* [TRY IT]
Whichever lines of the entries hold the word "uniform" should be identified and copied.

Dataset entries:
#####

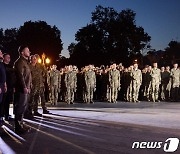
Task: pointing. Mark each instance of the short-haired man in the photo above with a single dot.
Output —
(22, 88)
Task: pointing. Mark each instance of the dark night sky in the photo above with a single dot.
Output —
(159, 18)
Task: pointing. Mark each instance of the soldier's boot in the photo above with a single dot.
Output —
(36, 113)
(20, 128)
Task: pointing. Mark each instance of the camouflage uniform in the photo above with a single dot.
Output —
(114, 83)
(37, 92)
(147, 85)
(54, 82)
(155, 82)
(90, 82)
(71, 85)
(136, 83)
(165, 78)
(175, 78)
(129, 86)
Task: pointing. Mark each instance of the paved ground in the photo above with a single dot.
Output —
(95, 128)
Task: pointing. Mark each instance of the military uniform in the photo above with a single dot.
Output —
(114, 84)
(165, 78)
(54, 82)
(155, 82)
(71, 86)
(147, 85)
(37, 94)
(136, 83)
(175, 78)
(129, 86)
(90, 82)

#####

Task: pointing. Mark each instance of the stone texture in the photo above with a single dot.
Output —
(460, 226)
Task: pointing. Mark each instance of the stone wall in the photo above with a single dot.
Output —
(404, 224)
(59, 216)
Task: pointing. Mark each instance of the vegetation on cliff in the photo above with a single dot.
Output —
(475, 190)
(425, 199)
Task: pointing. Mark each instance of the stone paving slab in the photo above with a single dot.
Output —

#####

* [SOLVED EXERCISE]
Task: pointing. Mark each instance of the camouflage uniform in the photo above with a single dot.
Task: pointing. Mark each instance of the military uniform in the photo above with a single dot.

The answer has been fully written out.